### What you are asked to do
Print the records below again exactly as they are, line for line. Leave out the pictures.

### Items from a dataset
┌────────

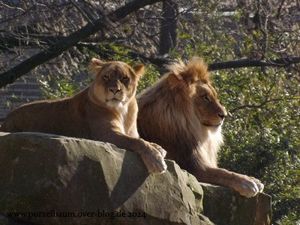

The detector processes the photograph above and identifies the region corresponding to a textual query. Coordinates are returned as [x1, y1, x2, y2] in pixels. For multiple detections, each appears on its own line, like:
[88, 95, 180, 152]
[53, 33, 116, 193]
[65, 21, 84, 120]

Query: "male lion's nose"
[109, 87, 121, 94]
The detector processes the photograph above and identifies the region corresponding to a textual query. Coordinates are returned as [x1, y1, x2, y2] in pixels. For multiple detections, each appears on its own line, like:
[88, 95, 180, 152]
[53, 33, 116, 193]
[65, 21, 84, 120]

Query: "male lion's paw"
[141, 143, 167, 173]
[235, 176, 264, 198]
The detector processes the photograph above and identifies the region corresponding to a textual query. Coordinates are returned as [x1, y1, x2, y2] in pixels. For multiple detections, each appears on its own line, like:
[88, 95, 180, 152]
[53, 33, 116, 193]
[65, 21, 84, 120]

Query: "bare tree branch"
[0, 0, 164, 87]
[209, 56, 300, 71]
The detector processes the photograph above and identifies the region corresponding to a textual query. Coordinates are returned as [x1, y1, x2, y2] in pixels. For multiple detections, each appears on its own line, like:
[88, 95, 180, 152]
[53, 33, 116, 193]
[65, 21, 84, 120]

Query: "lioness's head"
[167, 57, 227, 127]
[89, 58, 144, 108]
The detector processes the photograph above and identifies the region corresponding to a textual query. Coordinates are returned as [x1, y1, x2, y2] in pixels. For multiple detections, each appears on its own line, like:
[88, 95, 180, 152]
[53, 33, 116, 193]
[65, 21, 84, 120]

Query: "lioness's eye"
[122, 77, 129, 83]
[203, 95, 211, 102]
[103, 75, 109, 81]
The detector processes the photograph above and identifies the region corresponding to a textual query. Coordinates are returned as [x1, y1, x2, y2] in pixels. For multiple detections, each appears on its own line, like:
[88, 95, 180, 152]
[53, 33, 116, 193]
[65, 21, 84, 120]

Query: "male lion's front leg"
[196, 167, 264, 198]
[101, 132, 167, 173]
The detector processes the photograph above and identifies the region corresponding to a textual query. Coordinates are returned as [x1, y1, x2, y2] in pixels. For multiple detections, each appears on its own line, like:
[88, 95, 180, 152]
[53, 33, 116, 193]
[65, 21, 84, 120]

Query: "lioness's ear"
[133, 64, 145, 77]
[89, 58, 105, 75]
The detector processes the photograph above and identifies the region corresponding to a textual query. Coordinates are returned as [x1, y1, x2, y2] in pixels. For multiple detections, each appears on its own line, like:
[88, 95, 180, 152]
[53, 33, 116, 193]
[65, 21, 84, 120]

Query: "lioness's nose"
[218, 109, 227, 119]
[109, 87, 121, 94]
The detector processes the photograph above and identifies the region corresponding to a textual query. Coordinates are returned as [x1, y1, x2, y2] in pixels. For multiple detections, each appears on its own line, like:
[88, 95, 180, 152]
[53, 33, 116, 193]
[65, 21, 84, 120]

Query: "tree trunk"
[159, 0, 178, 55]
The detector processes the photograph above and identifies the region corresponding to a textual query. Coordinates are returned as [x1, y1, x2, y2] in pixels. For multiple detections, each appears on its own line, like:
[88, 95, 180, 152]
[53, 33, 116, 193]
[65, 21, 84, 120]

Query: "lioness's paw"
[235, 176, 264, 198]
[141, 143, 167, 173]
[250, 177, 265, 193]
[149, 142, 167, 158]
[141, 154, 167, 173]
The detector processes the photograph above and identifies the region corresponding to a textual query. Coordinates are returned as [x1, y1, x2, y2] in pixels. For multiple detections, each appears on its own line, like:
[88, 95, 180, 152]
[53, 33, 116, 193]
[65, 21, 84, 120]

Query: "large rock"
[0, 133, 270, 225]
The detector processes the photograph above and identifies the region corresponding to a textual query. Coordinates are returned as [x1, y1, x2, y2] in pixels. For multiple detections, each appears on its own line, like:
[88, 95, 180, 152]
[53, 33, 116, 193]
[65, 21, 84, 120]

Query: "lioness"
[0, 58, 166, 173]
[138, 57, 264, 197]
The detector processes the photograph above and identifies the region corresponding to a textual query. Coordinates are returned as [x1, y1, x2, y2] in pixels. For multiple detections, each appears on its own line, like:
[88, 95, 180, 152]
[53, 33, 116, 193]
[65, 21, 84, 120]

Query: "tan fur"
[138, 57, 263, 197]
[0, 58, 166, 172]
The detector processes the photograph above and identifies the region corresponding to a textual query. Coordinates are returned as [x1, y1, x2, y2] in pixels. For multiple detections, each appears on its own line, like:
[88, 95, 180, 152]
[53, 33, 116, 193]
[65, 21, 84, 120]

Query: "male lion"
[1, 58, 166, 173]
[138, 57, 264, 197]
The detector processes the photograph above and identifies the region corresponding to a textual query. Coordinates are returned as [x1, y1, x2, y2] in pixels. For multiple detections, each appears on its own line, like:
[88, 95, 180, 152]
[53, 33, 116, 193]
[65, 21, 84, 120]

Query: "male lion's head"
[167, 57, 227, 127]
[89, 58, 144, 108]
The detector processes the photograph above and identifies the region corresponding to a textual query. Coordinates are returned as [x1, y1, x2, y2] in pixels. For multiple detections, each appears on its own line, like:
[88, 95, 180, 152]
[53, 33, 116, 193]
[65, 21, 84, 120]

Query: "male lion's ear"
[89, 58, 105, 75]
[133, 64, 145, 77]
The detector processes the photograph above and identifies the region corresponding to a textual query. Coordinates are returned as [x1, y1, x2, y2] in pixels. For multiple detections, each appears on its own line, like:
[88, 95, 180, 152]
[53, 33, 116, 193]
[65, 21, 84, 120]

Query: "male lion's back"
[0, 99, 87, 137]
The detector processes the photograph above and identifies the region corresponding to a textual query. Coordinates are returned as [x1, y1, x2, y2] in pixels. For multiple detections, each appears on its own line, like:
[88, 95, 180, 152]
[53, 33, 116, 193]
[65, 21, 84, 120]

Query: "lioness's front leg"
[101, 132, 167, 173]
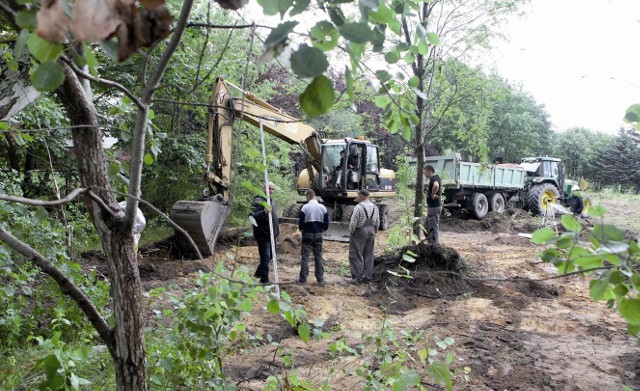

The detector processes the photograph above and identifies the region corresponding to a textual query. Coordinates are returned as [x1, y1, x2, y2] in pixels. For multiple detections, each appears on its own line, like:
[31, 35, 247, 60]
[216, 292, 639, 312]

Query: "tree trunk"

└────────

### Worked answer
The detector processes the photograph above and identifies the region corresponding to a textual query. Coordinates are returned as [x1, y1, x2, y2] in pixels. For multiple detections, each appears on its own line, like:
[88, 95, 180, 152]
[53, 33, 116, 193]
[65, 21, 84, 120]

Query: "male lion's nose"
[109, 87, 121, 94]
The detector processes the photograph above and identifies the region corresponding to a textual query. Coordinates are returned as [x1, y1, x2, y2] in pixels. For multiple detections, each appears on its own line, like:
[88, 95, 180, 152]
[53, 33, 116, 193]
[65, 21, 84, 120]

Query: "male lion's paw"
[141, 143, 167, 173]
[235, 176, 264, 198]
The detector processes the photograph above and identifies the region corresponding to a textual query. Coordinates are returned as [x1, y1, x2, y2] in pixels. For multiple detections, each appears on its own line, like:
[88, 95, 180, 152]
[53, 33, 116, 193]
[65, 21, 84, 120]

Query: "bare tree branch"
[0, 0, 164, 87]
[209, 56, 300, 71]
The detector processes the photograph above and identifies the region corresponding to a textual query. Coordinates are returned as [x1, y1, x2, y2] in pixels. For multiple detections, each appears on its own line, like:
[88, 95, 180, 152]
[53, 33, 116, 193]
[65, 21, 84, 120]

Query: "lioness's head"
[167, 57, 227, 127]
[89, 58, 144, 108]
The detector processes the photograph above and identifies the region corresponding to a textual query. Coordinates are returned as [x1, y1, x2, y2] in pixels. For multiple detections, each appears on its own line, like:
[88, 95, 180, 152]
[53, 33, 116, 193]
[65, 21, 84, 120]

Query: "lioness's eye"
[122, 77, 129, 83]
[203, 95, 211, 102]
[103, 75, 109, 81]
The detector processes the photograph above and identifies the region corresponding to a textual query. Coordinates are returned as [x1, y1, x2, y2] in pixels. For multiple detections, each appears on its own line, like:
[88, 95, 180, 152]
[53, 33, 116, 193]
[65, 21, 84, 120]

Query: "male lion's front leg"
[196, 167, 264, 198]
[101, 132, 167, 173]
The detector processes the photograph above and identifies the region corresponding to a textual query. Coordinates are returned as [x1, y1, x2, y2] in pixels. For multiple detections, each appears on its own line, like:
[88, 95, 180, 152]
[53, 33, 116, 193]
[65, 21, 84, 120]

Query: "lioness's ear"
[133, 64, 145, 77]
[89, 58, 105, 75]
The detector processes the photograph above and identifies the region corresponding to a textual query. Coordinates are returned as [x1, y1, x2, y2] in pixels. For multiple detections, each appears on its own line, like:
[88, 95, 180, 152]
[53, 33, 116, 193]
[65, 21, 84, 120]

Query: "lioness's nose"
[218, 109, 227, 119]
[109, 87, 121, 94]
The detector processes the photograph above and identifies the region corresponding to a textual query. Coordinates are returned as [x1, y1, x2, y2] in pixels. For multiple detections, each appears on its own line, like:
[88, 95, 180, 152]
[53, 33, 116, 193]
[65, 21, 84, 120]

Query: "tree trunk"
[159, 0, 178, 55]
The detector processes the photograph above and identifies the region corresponding to a textual query. Coordinates are returned as [x1, y1, x2, y2] in pixels. For multiple detections, each appears on its own line, like:
[88, 95, 180, 152]
[53, 33, 116, 193]
[65, 21, 84, 120]

Query: "lioness's paw"
[235, 176, 264, 198]
[141, 143, 167, 173]
[250, 177, 265, 193]
[149, 142, 167, 158]
[141, 154, 167, 173]
The detector processes the photograph above and identifies the region corresponding to a textual query. Coordinates are returned as [x1, y1, x2, y2] in pixels. For multiple detections, each appears on its own line, like:
[88, 95, 180, 152]
[53, 33, 116, 193]
[65, 21, 84, 120]

Query: "large rock"
[0, 133, 270, 225]
The detector processes the photograph above and identifies the region corresponding to a textual query. Coordinates are returned as [x1, y1, x2, y2] in pixels. For multiple detections, each appears on its own line, like:
[88, 95, 180, 152]
[53, 33, 116, 193]
[65, 21, 84, 120]

Query: "lioness"
[0, 58, 166, 173]
[138, 57, 264, 197]
The detector processes the photograph above and identifies the region corresponding to a textual query. Coordinates are returned as [x1, y1, x2, y2] in pixels. For multiple detections, each appears on its own line, like:
[88, 95, 180, 152]
[53, 33, 116, 193]
[65, 21, 84, 120]

Query: "tan fur"
[138, 57, 263, 197]
[0, 58, 166, 172]
The detector processes the photograph above and identifies the region corresponding to a textual query. Coordinates are returned as [x1, y1, x2, y2] in pixels. For multiple detections, each appears on its own line, like:
[88, 95, 180, 152]
[53, 33, 116, 193]
[65, 21, 84, 120]

Query: "male lion"
[1, 58, 166, 173]
[138, 57, 264, 197]
The detector processes the photograph above and identifies the region corresponding to a textual query. Coordinates are returned as [x1, y1, x2, y2] in pixels. For multiple detections, each appears on its own line, like:
[88, 95, 180, 152]
[53, 33, 116, 193]
[65, 21, 84, 120]

Query: "male lion's head"
[167, 57, 227, 127]
[89, 58, 144, 108]
The detector processes the photograph above and identifies the region corresponding to a textual query. Coordinates are returned as [x1, y1, x2, y2] in pixels. For multiple detections, each appears on its own line, like:
[88, 95, 180, 152]
[53, 33, 116, 193]
[65, 21, 84, 120]

Query: "male lion's ear"
[89, 58, 105, 75]
[133, 64, 145, 77]
The detector processes the photograph above and identifies the region corresponding to a textual query. Coordinates are returned as [x1, y1, x2, y2] in pixels. For multiple detections, each appears on its own line, like:
[88, 95, 180, 152]
[53, 33, 116, 193]
[65, 21, 84, 120]

Query: "male lion's back"
[0, 99, 87, 137]
The detector processes the photograph above and identifies the region corresponding to a textual query. Coordinates are returned as [x1, y1, x2, y2] in pixels. For multiple detections, each appears on its own line, like:
[88, 95, 180, 152]
[53, 33, 116, 193]
[65, 21, 84, 120]

Query: "lioness's front leg"
[101, 132, 167, 173]

The detector processes the photograph above and identifies the region corresponding to a textual query. Coordinates are returned as [x1, y1, x2, y2] in pixels. For multiple detections, each appears on its own line, like:
[31, 35, 247, 60]
[216, 292, 639, 312]

Query: "tree trunk"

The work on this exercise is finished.